*WHAT IS REQUIRED*:
All lines that hold the string "dark" should be copied. Find them in the listing below.

*EXTRACTED INFORMATION*:

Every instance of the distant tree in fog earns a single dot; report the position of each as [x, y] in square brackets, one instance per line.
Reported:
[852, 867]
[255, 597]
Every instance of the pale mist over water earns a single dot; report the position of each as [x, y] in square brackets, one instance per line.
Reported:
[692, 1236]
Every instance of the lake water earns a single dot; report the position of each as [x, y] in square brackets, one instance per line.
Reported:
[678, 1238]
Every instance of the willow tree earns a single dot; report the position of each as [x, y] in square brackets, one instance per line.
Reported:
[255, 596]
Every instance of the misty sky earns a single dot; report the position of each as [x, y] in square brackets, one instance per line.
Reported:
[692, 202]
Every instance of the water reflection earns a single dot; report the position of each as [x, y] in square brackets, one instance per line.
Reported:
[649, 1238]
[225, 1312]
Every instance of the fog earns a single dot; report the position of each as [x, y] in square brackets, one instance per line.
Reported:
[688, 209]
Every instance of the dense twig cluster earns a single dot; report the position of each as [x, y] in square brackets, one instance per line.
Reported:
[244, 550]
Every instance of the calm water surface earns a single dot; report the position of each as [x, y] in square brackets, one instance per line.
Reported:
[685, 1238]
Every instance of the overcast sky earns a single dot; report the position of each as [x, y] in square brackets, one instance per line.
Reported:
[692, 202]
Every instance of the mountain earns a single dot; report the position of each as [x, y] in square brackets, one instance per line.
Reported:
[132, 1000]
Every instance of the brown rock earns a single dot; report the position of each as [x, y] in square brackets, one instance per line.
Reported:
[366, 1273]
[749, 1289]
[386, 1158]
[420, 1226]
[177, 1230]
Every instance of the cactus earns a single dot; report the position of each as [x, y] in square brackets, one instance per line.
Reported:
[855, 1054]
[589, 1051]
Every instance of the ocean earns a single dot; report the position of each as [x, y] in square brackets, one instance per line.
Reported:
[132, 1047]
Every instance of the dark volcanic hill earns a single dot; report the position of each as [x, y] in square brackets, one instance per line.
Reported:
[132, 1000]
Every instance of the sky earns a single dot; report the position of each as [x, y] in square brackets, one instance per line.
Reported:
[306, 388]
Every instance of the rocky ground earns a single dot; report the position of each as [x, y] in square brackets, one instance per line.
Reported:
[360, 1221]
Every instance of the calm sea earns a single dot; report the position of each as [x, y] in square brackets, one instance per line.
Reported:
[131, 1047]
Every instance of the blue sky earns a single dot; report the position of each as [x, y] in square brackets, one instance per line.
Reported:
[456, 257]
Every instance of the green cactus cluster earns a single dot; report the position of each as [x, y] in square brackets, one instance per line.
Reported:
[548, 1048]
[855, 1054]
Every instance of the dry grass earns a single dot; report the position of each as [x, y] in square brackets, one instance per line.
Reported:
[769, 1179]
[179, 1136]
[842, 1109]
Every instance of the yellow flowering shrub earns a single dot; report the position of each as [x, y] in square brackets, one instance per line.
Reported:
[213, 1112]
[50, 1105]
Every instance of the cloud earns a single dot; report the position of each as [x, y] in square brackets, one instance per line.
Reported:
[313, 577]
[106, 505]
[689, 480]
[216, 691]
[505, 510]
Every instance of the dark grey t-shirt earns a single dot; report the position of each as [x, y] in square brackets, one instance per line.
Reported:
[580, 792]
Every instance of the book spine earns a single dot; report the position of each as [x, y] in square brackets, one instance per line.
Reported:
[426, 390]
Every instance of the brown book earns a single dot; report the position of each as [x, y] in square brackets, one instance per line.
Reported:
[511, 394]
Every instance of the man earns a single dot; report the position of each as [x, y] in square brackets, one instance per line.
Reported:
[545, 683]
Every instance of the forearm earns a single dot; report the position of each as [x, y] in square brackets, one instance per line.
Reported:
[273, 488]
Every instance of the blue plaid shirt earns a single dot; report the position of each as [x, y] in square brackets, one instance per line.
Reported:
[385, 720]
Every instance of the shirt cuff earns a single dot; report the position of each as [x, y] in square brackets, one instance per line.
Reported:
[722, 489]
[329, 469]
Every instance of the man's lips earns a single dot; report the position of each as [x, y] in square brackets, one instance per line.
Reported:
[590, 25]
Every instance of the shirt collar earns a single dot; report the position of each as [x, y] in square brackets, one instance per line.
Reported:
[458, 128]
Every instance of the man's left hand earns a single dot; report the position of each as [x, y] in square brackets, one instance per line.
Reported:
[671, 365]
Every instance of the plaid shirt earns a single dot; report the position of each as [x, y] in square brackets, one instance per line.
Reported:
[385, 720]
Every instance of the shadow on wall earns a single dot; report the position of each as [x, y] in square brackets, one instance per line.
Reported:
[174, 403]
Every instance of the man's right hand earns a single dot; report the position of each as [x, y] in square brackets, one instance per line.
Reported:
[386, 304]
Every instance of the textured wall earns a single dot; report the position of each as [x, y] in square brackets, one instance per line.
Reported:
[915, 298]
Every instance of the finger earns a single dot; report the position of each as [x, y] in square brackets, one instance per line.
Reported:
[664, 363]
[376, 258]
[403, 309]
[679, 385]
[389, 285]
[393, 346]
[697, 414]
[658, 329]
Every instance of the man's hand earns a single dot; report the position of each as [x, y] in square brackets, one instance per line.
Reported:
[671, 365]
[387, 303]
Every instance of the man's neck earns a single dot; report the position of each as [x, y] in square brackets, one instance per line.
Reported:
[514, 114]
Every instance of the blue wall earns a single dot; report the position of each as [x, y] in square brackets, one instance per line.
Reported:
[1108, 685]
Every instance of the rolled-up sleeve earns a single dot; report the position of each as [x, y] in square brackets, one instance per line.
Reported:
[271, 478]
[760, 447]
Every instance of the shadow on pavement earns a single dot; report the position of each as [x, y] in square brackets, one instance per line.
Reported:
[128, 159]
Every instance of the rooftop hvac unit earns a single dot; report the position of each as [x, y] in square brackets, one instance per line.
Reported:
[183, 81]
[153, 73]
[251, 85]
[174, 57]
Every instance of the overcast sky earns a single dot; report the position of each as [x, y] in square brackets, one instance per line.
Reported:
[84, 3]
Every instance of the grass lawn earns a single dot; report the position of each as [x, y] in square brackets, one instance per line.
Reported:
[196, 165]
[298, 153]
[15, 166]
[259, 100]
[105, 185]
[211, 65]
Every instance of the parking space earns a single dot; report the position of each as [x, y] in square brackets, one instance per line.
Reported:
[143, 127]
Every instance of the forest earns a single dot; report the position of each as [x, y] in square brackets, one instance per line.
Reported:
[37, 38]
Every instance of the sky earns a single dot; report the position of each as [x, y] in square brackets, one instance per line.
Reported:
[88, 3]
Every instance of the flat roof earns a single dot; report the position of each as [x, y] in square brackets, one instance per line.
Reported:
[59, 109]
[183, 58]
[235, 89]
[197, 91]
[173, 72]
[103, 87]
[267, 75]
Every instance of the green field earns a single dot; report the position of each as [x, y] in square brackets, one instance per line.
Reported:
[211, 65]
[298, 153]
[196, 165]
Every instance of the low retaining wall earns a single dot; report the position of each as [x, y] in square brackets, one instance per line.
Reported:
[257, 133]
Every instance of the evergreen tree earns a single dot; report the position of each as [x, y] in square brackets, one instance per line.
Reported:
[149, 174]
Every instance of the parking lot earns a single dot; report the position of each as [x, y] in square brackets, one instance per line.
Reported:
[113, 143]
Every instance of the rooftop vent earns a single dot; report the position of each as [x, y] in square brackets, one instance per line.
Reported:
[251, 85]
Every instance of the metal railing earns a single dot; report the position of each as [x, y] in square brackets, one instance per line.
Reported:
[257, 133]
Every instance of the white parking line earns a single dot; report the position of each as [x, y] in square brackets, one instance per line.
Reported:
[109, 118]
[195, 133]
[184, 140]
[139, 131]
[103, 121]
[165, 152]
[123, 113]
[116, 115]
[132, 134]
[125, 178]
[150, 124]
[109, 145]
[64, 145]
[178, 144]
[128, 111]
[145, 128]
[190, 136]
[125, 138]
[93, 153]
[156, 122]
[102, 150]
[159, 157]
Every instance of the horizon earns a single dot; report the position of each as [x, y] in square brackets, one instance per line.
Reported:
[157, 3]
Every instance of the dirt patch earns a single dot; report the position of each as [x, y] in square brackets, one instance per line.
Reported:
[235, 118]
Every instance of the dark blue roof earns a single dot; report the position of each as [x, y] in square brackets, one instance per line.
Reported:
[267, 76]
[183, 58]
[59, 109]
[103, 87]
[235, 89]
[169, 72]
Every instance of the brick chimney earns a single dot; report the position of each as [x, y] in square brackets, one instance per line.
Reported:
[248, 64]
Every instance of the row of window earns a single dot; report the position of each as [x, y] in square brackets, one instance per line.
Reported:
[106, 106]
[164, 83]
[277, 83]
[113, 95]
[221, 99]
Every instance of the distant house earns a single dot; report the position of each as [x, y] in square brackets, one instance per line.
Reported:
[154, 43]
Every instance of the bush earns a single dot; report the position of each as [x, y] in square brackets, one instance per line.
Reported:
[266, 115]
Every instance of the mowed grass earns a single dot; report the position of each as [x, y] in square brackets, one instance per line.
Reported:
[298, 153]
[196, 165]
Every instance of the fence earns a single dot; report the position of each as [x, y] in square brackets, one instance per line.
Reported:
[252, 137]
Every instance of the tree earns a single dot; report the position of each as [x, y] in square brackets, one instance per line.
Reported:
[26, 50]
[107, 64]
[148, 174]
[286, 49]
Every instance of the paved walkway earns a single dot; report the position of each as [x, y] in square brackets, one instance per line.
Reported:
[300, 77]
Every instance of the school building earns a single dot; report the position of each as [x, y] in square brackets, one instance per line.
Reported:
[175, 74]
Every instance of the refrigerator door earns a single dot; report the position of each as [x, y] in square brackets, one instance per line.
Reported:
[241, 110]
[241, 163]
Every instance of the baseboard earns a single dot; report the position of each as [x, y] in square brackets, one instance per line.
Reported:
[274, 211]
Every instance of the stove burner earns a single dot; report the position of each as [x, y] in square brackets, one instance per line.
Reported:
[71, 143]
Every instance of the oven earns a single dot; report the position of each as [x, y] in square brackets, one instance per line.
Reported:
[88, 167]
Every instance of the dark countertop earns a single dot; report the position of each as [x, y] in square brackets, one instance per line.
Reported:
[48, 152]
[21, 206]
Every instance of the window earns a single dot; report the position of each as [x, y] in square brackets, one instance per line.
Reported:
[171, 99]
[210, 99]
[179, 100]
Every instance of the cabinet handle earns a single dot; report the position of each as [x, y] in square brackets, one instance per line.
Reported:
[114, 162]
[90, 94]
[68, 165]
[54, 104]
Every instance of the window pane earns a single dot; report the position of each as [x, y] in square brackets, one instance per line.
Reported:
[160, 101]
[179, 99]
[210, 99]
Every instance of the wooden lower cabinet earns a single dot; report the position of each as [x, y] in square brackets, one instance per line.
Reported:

*COMPLETED EXERCISE*:
Every instance of the dark volcanic hill earns a single dot; report the position of each as [x, y] in square brackets, one instance per line.
Every instance of the dark grey t-shirt earns a single dot; report the position of each as [x, y] in square brackets, one instance per line.
Every instance of the dark blue roof earns a single dot; report the position of each as [x, y] in square brackets, one instance per line.
Every instance of the dark countertop earns a single dot; report the position of each as [x, y] in square brackets, one instance per line.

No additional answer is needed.